◆ Written task
Find each line in the rows below that contains the string "instance" and copy it out in full.

◆ Data lines
(begin)
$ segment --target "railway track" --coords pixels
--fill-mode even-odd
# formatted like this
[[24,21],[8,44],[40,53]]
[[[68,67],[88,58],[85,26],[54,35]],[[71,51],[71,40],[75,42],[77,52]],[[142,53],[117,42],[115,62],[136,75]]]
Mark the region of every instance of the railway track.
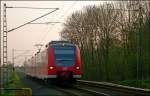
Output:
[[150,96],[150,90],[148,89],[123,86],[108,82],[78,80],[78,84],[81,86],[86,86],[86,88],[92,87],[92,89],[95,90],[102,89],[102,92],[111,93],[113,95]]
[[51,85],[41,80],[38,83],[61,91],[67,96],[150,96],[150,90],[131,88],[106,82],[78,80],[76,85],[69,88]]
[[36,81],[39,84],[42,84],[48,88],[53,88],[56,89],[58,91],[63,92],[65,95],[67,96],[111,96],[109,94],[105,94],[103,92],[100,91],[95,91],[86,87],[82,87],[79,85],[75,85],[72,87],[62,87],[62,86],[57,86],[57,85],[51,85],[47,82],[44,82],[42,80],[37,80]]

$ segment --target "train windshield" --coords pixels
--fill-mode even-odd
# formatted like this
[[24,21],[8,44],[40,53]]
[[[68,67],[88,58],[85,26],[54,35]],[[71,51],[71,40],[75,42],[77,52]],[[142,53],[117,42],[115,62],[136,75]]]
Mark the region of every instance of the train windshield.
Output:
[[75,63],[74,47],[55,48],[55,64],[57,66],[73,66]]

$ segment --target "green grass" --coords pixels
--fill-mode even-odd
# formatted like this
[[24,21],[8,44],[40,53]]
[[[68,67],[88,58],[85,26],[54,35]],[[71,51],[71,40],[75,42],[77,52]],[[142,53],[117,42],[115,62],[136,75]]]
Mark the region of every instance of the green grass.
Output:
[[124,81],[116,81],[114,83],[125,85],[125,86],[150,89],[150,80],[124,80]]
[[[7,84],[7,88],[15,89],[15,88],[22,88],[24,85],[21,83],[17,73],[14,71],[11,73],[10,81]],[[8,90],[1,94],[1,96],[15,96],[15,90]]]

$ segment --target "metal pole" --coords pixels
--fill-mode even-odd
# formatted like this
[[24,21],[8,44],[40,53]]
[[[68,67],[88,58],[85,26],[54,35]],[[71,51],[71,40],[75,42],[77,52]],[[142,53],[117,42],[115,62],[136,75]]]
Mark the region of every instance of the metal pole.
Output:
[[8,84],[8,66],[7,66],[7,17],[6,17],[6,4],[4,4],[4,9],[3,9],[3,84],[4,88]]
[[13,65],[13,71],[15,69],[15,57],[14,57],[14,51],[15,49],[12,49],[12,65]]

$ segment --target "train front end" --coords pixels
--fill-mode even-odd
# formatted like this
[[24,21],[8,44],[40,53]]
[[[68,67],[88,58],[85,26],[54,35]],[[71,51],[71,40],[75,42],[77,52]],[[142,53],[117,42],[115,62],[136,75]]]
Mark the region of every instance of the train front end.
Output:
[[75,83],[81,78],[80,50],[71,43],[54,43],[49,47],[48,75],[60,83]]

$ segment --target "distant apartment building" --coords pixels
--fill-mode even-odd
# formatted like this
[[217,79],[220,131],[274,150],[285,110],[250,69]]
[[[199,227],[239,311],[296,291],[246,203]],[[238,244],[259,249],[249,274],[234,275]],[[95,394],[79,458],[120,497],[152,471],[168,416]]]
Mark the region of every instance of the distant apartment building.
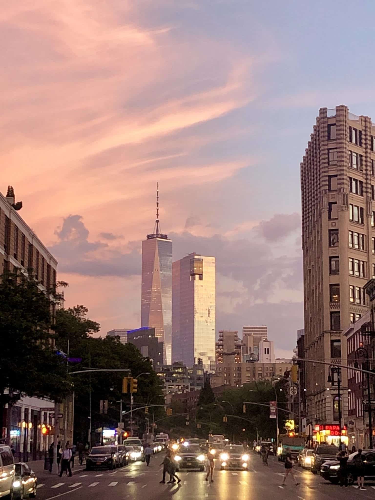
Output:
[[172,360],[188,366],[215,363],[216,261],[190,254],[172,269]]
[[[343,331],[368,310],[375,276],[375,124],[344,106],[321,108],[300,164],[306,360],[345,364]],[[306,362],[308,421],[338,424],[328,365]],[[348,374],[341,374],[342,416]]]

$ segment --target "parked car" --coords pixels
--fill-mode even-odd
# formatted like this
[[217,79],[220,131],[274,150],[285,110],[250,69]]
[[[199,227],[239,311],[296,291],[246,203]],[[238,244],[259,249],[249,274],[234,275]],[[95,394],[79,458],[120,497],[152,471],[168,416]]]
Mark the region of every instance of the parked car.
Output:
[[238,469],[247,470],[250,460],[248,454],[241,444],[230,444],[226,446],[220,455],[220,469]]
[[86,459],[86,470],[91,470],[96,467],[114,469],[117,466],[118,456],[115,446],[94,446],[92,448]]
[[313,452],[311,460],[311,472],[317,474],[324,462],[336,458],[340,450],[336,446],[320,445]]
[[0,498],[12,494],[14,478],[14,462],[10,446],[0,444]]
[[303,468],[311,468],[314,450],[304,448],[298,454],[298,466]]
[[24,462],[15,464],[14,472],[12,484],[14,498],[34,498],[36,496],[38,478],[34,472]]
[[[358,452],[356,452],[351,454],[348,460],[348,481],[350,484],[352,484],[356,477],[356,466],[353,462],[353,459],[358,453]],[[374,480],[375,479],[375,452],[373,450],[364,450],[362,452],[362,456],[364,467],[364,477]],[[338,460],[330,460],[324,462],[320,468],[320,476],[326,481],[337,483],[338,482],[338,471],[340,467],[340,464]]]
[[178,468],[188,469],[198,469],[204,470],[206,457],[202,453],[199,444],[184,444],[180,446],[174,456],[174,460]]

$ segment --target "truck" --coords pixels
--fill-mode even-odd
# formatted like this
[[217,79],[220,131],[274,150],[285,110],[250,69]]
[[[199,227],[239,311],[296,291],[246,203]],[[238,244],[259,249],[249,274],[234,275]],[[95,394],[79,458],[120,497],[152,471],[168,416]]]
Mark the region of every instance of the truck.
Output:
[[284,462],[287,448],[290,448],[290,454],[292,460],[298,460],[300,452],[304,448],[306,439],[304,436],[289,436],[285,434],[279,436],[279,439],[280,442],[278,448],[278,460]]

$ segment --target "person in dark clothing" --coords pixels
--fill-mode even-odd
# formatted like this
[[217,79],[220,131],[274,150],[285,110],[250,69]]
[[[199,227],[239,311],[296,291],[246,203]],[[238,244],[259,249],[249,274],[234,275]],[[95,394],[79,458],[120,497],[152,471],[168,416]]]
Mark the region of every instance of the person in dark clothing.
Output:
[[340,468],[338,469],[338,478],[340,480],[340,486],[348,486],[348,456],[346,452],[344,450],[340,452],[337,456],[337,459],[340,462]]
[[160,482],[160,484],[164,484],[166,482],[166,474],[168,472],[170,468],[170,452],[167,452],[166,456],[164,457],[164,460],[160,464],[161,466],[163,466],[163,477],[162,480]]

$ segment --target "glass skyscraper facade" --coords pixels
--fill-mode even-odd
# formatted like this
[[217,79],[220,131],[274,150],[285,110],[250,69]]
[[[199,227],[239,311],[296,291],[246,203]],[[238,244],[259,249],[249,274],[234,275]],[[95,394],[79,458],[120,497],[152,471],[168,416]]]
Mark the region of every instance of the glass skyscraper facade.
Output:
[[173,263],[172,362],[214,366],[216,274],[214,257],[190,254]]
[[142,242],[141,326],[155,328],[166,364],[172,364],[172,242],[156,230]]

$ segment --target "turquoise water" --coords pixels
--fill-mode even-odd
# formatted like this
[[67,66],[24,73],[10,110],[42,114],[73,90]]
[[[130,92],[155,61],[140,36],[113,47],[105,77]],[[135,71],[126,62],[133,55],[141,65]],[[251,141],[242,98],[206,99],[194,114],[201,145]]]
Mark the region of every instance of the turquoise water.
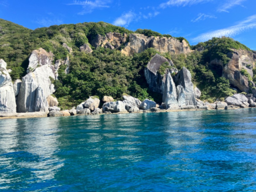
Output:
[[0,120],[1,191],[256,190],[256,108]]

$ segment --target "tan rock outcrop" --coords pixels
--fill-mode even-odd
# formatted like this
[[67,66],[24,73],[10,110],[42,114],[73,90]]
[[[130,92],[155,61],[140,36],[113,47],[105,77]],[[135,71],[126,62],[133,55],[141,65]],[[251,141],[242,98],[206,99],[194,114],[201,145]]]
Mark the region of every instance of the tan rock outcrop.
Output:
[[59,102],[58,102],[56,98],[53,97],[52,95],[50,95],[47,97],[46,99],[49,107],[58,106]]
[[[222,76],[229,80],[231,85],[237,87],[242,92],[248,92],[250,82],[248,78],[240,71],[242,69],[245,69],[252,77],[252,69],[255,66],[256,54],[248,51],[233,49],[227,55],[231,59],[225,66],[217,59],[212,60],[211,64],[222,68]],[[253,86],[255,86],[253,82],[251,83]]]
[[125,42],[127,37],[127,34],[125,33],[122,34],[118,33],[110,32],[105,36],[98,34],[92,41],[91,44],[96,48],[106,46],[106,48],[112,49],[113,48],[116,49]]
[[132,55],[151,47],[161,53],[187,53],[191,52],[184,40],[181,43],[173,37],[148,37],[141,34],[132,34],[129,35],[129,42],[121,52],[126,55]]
(end)
◆ Reply to the task
Mark the region of every instance of the railway track.
Mark the region of every instance of the train windshield.
Mark the region of every instance of the green grass.
Mark the region of every instance of the metal pole.
Mark the region of every instance of the train front end.
Mark the region of every instance of the distant apartment building.
Mark the region of every instance of the parked car.
Mark the region of every instance of the truck.
Mark the region of every instance of the person in dark clothing.
Mark the region of every instance of the glass skyscraper facade.
Mark the region of every instance of the turquoise water.
Mark the region of every instance of the tan rock outcrop.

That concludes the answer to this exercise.